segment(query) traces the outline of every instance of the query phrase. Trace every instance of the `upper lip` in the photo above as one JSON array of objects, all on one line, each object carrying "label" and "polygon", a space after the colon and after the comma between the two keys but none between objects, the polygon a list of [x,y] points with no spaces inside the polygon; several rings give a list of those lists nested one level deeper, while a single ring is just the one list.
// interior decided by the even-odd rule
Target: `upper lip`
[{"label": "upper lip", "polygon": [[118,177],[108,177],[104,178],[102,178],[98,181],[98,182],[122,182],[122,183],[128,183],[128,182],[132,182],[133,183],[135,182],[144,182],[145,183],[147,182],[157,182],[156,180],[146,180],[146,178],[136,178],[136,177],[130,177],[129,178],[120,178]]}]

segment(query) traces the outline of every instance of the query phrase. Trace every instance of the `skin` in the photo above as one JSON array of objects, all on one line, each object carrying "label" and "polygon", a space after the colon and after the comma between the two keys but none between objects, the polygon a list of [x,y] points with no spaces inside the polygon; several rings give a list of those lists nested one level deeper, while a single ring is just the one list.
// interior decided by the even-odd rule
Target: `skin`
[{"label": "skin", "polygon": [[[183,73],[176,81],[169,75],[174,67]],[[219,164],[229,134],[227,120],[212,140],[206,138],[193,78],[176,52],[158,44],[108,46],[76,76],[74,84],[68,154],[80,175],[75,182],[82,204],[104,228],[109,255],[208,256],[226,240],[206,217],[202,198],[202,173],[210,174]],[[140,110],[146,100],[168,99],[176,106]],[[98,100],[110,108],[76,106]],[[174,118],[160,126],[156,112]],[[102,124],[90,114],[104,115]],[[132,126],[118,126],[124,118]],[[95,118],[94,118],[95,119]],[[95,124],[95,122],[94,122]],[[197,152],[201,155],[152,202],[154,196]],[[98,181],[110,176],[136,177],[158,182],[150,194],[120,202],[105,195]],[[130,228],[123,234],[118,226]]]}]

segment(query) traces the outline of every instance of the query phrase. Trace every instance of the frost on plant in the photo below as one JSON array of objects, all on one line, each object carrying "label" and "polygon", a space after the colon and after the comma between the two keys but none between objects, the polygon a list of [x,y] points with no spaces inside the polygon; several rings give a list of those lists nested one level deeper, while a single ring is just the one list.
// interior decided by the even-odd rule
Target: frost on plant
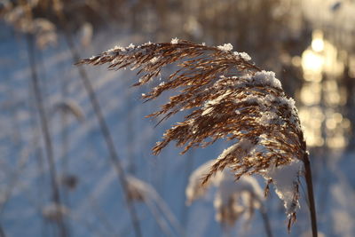
[{"label": "frost on plant", "polygon": [[[298,205],[299,172],[283,170],[302,170],[300,162],[306,153],[295,101],[285,95],[273,72],[260,69],[248,54],[232,50],[230,43],[213,47],[175,38],[170,43],[115,47],[79,63],[107,64],[114,70],[137,69],[135,86],[159,78],[168,65],[178,66],[163,83],[142,94],[148,101],[163,91],[176,92],[148,117],[162,121],[185,110],[188,113],[166,130],[153,148],[154,154],[171,141],[184,147],[183,154],[220,138],[232,141],[202,183],[225,168],[237,179],[260,174],[275,184],[279,197],[285,201],[290,226],[296,219],[294,206]],[[294,169],[296,164],[299,169]],[[284,173],[288,176],[282,177]]]},{"label": "frost on plant", "polygon": [[241,217],[250,220],[254,209],[260,209],[264,200],[263,191],[256,179],[245,176],[235,182],[231,170],[225,169],[217,172],[208,186],[201,186],[201,178],[209,172],[213,162],[214,160],[205,162],[191,174],[186,187],[188,204],[204,196],[209,188],[215,187],[217,190],[213,204],[218,222],[232,225]]}]

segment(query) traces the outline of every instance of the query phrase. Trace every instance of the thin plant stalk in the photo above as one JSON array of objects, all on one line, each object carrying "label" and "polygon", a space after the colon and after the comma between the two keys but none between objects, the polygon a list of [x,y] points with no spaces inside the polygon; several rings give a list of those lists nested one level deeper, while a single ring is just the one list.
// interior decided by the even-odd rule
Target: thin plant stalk
[{"label": "thin plant stalk", "polygon": [[[39,117],[40,117],[40,123],[41,129],[43,132],[43,136],[44,138],[44,145],[45,150],[47,154],[47,160],[49,164],[49,171],[51,177],[51,185],[52,188],[52,199],[56,205],[60,205],[60,194],[59,194],[59,187],[57,184],[57,171],[55,167],[54,162],[54,154],[53,154],[53,146],[51,143],[51,134],[48,127],[48,119],[45,115],[43,100],[42,98],[42,92],[39,86],[39,80],[37,72],[36,69],[36,58],[35,58],[35,45],[33,41],[33,36],[29,34],[27,35],[27,43],[28,43],[28,61],[31,67],[31,79],[32,79],[32,86],[35,94],[35,103],[37,107]],[[59,235],[62,237],[68,236],[66,225],[63,220],[63,217],[59,212],[59,221],[58,221],[58,227],[59,231]]]},{"label": "thin plant stalk", "polygon": [[310,201],[309,208],[311,215],[312,233],[312,237],[318,237],[317,215],[316,215],[316,205],[314,202],[313,182],[312,178],[311,162],[307,153],[305,153],[304,154],[304,163],[305,170],[304,177],[305,177],[305,182],[307,184],[308,199]]},{"label": "thin plant stalk", "polygon": [[[74,59],[75,62],[78,61],[80,59],[79,57],[79,53],[77,52],[75,47],[75,43],[72,38],[72,36],[70,35],[69,30],[67,29],[67,20],[65,19],[65,16],[60,13],[58,12],[59,14],[59,20],[62,24],[62,27],[64,28],[64,33],[65,33],[65,36],[66,36],[66,40],[67,42],[67,44],[69,46],[70,51],[72,53],[72,58]],[[141,233],[141,228],[140,228],[140,224],[139,224],[139,220],[138,217],[138,214],[136,211],[136,209],[133,205],[133,203],[131,203],[128,198],[128,184],[127,184],[127,178],[126,178],[126,175],[125,175],[125,171],[123,170],[122,165],[121,164],[121,161],[120,158],[118,156],[116,148],[114,146],[114,140],[112,138],[111,136],[111,132],[108,129],[108,126],[106,122],[105,117],[103,115],[102,110],[101,110],[101,107],[99,103],[99,100],[97,99],[95,91],[89,80],[89,77],[86,74],[86,71],[83,69],[83,67],[78,67],[78,71],[79,71],[79,75],[80,75],[80,79],[82,81],[82,83],[83,83],[83,86],[85,88],[85,91],[87,91],[87,94],[89,96],[90,101],[91,103],[92,108],[94,110],[94,114],[96,115],[96,117],[98,119],[99,124],[99,128],[101,130],[102,135],[105,138],[105,141],[106,143],[107,146],[107,149],[110,154],[110,158],[111,158],[111,162],[114,164],[114,167],[116,170],[116,173],[118,175],[118,178],[119,178],[119,182],[123,189],[123,193],[124,193],[124,197],[125,197],[125,201],[127,203],[127,207],[131,217],[131,222],[132,222],[132,226],[135,232],[135,234],[137,237],[140,237],[142,236],[142,233]]]},{"label": "thin plant stalk", "polygon": [[263,218],[264,227],[265,228],[267,237],[272,237],[273,235],[272,235],[272,227],[270,225],[269,217],[267,215],[266,209],[264,207],[264,205],[262,205],[260,208],[260,214]]}]

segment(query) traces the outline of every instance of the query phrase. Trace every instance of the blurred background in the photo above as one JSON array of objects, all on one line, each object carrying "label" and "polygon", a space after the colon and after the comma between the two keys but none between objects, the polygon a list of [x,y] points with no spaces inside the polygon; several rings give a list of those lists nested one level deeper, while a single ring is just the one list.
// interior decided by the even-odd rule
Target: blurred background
────────────────────
Exercise goal: Extract every line of the records above that contains the string "blurred", matching case exactly.

Solution to this exercise:
segment(query) traces the outline of every instance of the query phrase. Trace every instance of the blurred background in the photo above as one JSON array of objects, all on one line, each object carrying "label" and "polygon", a space after the colon and after the comma between the two keys but none between objects, the polygon a list of [x,y] points with no spaces inside the polygon; several rings give a list of those lists nested one level deeper, while a single ring is just the one list.
Target: blurred background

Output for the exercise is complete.